- [JOB 1] Tally the lines in the listing below that contain the word "sneaker", and give only the number.
- [JOB 2] Resume the passage on thermal spray coatings below, writing on from its last sentence.

- [DOCUMENT SECTION]
________________________

The thermal spray processes are generally categorized by energy source type, shown in Fig. 2. The processes are classified based on the temperature and velocity of the jet stream produced. Splats are common in thermally sprayed coatings, but the nature of splat borders (commonly oxides at such boundaries), porosity, and residual stress vary greatly. Furthermore, corrosive chemicals can use the interplat bonding and linked pores as short-circuit diffusion pathways (Song et al. 2017). As a result, the microstructure and composition of coating material must be customized to assure their suitability in different applications, such as excellent corrosion resistance in hostile environments.

Fig. 2

Classification of thermal spray process adapted from Ann Gan and Berndt (2015)

Flame spray process

Flame spraying is a century-old procedure that injects oxygen and fuel (acetylene or propane) through a gun nozzle, as shown in Fig. 3 (Xanthopoulou et al. 2014). Combustion of the gaseous mixture takes place before the nozzle forms a flame. The flame temperature varies between 3000 and 3300 °C depending on the oxygen-to-fuel ratio. The feedstock materials utilized can be in powder or wire form. Nickel- and cobalt-based alloys, some refractory metals, ZrO₂, Al₂O₃, TiO₂, and Cr₂C₃ in a NiCr matrix are some materials deposited using this process. The spray process is adaptable, portable, and has a low capital cost. Coatings with a high porosity content are frequently created using this approach (Singh et al. 2018).

Fig. 3

Schematic diagram of the twin wire arc spraying process (Wagner 2021)

The flame spraying process consumes less energy and is more cost-effective than any other thermal spray process; nevertheless, it lacks corrosion resistance. Rana et al. (2015) used a flame spray process to deposit NiCrAlY coatings exposed to atmospheric air and a solution of Na₂SO₄ + V₂O₅ salt at a temperature of 900 °C. The as-sprayed coatings had a unique morphology, including pre-oxidized alumina and unoxidized Ni and Cr regions. This shape protects against air oxidation and aids in confronting the harsh molten salt. The formation of nickel, chromium, and spinel oxides was developed all over the surface of a molten salt environment.

________________________

- [THE RECORDS]
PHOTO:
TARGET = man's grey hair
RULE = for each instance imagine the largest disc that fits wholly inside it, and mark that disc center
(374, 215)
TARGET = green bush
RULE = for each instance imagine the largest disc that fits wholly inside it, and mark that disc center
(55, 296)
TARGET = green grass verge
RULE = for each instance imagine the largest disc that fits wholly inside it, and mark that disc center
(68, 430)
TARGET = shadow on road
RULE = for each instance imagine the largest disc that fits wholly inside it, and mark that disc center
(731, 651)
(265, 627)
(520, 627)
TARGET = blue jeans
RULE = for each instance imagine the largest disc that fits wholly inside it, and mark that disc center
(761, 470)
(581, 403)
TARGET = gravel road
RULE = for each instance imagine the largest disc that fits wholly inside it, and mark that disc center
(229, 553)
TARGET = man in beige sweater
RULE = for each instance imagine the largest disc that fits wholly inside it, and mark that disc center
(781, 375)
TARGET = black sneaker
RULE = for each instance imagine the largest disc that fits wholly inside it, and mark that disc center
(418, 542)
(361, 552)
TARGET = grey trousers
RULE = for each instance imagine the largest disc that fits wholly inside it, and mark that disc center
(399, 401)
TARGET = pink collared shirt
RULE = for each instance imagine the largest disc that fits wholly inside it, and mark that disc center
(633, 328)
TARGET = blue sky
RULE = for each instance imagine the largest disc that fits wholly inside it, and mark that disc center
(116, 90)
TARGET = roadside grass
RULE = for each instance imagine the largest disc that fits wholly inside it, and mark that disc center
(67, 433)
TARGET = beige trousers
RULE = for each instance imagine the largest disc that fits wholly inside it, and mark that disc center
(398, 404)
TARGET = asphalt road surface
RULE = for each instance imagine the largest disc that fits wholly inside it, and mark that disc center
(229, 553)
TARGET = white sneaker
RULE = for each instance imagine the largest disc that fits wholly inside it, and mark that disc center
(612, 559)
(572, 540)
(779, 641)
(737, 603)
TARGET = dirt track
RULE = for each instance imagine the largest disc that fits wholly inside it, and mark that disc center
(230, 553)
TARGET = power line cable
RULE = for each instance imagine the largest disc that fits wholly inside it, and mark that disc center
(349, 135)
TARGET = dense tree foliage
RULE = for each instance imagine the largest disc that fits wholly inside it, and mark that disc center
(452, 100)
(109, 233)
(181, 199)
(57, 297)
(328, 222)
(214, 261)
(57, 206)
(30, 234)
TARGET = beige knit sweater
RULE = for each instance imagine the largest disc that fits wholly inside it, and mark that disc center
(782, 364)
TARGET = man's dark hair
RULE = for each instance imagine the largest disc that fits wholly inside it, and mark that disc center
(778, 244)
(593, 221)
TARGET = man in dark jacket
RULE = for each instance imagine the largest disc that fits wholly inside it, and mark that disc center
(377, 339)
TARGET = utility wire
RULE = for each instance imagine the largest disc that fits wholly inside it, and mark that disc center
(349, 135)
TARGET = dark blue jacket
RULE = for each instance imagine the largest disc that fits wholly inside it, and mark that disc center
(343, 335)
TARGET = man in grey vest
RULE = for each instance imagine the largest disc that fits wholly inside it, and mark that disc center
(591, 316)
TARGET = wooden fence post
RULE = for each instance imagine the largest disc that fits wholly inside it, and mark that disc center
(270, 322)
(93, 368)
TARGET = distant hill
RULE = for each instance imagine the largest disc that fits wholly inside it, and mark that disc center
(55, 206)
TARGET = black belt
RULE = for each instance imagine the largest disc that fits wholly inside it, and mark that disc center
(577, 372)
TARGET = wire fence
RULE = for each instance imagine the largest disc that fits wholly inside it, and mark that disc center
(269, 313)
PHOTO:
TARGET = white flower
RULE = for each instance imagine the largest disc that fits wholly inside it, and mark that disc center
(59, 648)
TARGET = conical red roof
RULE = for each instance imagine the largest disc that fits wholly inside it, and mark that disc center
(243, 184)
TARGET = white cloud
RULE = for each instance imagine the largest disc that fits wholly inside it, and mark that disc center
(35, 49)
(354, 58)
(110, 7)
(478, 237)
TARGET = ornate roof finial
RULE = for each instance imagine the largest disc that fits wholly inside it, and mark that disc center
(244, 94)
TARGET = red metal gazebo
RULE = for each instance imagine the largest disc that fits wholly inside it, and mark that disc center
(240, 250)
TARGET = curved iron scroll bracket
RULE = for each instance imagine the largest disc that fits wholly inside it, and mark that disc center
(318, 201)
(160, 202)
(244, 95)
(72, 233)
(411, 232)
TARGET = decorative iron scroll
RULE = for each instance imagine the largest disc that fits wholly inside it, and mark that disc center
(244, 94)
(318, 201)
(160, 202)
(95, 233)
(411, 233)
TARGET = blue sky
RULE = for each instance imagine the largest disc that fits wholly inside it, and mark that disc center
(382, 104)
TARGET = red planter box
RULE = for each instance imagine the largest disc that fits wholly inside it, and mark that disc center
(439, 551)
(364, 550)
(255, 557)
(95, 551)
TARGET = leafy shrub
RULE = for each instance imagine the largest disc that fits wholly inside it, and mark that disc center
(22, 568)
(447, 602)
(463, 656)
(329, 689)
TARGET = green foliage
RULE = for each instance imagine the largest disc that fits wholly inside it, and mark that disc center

________________________

- [EXERCISE OUTPUT 1] 2

- [EXERCISE OUTPUT 2]
On the other hand, the pre-oxidized portion was unaffected by air oxidation. The porosity of the finishes had a minor impact on the oxidation of the air. High levels of in situ oxides and pores in flame-sprayed coatings hinder the process’s effectiveness in general high-temperature applications.

Electric arc spray (wire arc) process

In the wire arc process, instead of using flame, twin consumable electrode wires were used to produce an electric arc (controlled) to fuse the material to be coated. The wires contain chemical compositions like those of the required coating. The arc melts the wire from its tip. The molten material is crumbled and pushed toward the substrate surface by compressed air or inert gas jet. A diagram of the wire arc spraying technique is shown in Fig. 3. This process enhances bonding strengths and higher spray rates than the flame spray technique, but reduces porosities. Moreover, this process adversely affects humans and ecology, generating arc light, ozone, and fumes (Wagner 2021).

At 550 °C, an arc spray Alloy 625 coating was subject to atmospheric air for 168 h while exposing it to a KCl salt build-up was studied by Fantozzi et al. (2017). During the spraying process, the coating worked well as a higher degree of particle melting was useful in lowering interconnected porosity and impeding chlorine penetration. Although the formation of dense, non-porous oxides at the splat boundaries may act as barriers, their impact on the coatings’ corrosion resistance is unknown. The chemical compositions rather than the microstructures of FeCrAlBY, Fe-based coatings with high concentration sprayed by this technique were also helpful in receding high-temperature corrosion (Korobov et al. 2016). Both arc and flame spray methods are economical in boiler applications, and in situ, oxides and pores formed in the finishes prevent them from being used in high-temperature applications.

Table 1 compares the various properties of these processes. The choice of an appropriate process is influenced by several factors, the most important of which are coating material, coating performance, and process cost (Herman et al. 2000). Various feedstock, including rods, wires, and powders, are used for coating and process needs. Typically, feedstock sizes are maintained within specified parameters, 5–100-micron-size powder. Spraying characteristics such as the particle’s velocity, the powder’s feed rate, the flame’s temperature, and powder morphology, among others, must be combined to produce advantageous coatings. The oxide content, porosity, and bond strength of a coating can all be used to assess its quality. Depending on the various coating settings, the coatings thickness created by the above-mentioned techniques ranges from 2.5 mm to 25 microns (Talib et al. 2003).

Table 1 Thermal spray process properties (Herman et al. 2000)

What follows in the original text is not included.